_Your goal_
Below are some records; reproduce every one of them exactly.

_Input data_
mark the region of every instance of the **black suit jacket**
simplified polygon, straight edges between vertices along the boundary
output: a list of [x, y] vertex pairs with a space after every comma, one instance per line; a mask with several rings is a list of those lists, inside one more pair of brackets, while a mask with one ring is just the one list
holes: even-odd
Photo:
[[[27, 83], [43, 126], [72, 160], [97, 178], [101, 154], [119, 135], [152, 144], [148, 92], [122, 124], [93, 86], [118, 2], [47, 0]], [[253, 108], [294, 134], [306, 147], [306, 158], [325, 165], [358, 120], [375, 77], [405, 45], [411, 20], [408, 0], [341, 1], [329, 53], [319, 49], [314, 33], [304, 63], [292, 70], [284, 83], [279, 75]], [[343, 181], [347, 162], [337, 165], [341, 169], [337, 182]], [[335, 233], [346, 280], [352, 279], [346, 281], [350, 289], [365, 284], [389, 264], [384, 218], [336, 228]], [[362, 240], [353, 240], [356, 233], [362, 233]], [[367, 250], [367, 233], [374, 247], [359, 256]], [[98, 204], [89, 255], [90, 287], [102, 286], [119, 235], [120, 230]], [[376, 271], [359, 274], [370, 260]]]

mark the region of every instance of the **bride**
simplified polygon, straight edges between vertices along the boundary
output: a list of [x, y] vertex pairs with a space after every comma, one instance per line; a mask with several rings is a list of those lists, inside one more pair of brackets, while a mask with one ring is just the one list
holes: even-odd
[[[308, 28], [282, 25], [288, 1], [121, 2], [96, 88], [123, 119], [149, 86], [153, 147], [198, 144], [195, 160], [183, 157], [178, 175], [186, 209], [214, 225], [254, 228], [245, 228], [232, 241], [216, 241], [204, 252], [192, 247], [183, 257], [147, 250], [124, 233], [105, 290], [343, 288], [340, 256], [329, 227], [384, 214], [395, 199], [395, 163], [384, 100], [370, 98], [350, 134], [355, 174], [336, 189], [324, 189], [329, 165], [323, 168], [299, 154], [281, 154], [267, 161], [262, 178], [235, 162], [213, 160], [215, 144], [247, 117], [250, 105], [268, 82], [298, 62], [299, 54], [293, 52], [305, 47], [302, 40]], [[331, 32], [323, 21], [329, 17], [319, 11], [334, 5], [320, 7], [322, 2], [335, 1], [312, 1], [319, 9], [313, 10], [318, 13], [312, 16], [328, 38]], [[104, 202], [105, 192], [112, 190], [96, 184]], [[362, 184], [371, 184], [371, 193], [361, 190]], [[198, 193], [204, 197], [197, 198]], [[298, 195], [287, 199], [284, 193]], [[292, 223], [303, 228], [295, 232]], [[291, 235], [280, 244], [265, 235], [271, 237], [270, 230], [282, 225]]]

_Solution to this exercise_
mark the region of every instance of the **black suit jacket**
simplified polygon, straight edges between vertices along the boundary
output: a list of [x, y] vertex pairs with a space after every comma, one instance per line; a mask with several rings is a list of those lists, inside one more pair of brackets, while a mask with one ring is just the one list
holes: even-odd
Photo:
[[[27, 83], [43, 126], [72, 160], [97, 178], [101, 154], [119, 135], [152, 144], [148, 92], [122, 124], [93, 86], [118, 2], [47, 0]], [[253, 108], [294, 134], [306, 147], [306, 158], [325, 165], [358, 120], [375, 77], [405, 45], [411, 20], [408, 0], [341, 1], [329, 53], [319, 49], [314, 33], [304, 63], [292, 70], [284, 83], [279, 75]], [[343, 181], [347, 162], [337, 165], [341, 169], [337, 182]], [[335, 233], [346, 280], [352, 279], [346, 281], [350, 289], [365, 284], [389, 264], [384, 218], [336, 228]], [[362, 240], [353, 240], [356, 233], [362, 233]], [[367, 250], [367, 233], [374, 247], [359, 256]], [[98, 204], [89, 255], [90, 287], [102, 286], [119, 235], [120, 230]], [[376, 271], [359, 274], [370, 260]]]

mark the region of every instance of the **bride**
simplified polygon, straight edges between vertices along the boundary
output: a list of [x, y] vertex pairs with a space after every comma, one instance per line; a mask with several rings is a list of those lists, inside one more pair of brackets, while a mask with one ring is just the one list
holes: even-odd
[[[308, 28], [282, 25], [288, 1], [121, 2], [96, 88], [123, 119], [149, 86], [153, 147], [198, 144], [195, 160], [183, 157], [178, 175], [186, 209], [214, 225], [254, 228], [245, 228], [232, 241], [216, 241], [204, 252], [192, 247], [183, 257], [147, 250], [124, 233], [105, 290], [343, 288], [340, 256], [329, 227], [384, 214], [395, 199], [395, 163], [384, 100], [370, 98], [350, 134], [355, 174], [336, 189], [324, 189], [329, 165], [323, 168], [299, 154], [281, 154], [267, 161], [262, 178], [235, 162], [213, 160], [215, 144], [247, 117], [250, 105], [268, 82], [298, 62], [299, 54], [293, 52], [305, 47], [302, 40]], [[331, 32], [323, 21], [329, 17], [319, 11], [334, 5], [320, 7], [322, 2], [335, 1], [312, 1], [319, 9], [313, 10], [318, 13], [312, 16], [328, 38]], [[104, 202], [105, 192], [112, 190], [96, 184]], [[362, 184], [371, 184], [371, 193], [361, 190]], [[198, 193], [204, 197], [197, 198]], [[298, 195], [287, 199], [284, 193]], [[292, 223], [303, 228], [295, 232]], [[291, 235], [280, 244], [265, 235], [271, 237], [270, 230], [282, 225]]]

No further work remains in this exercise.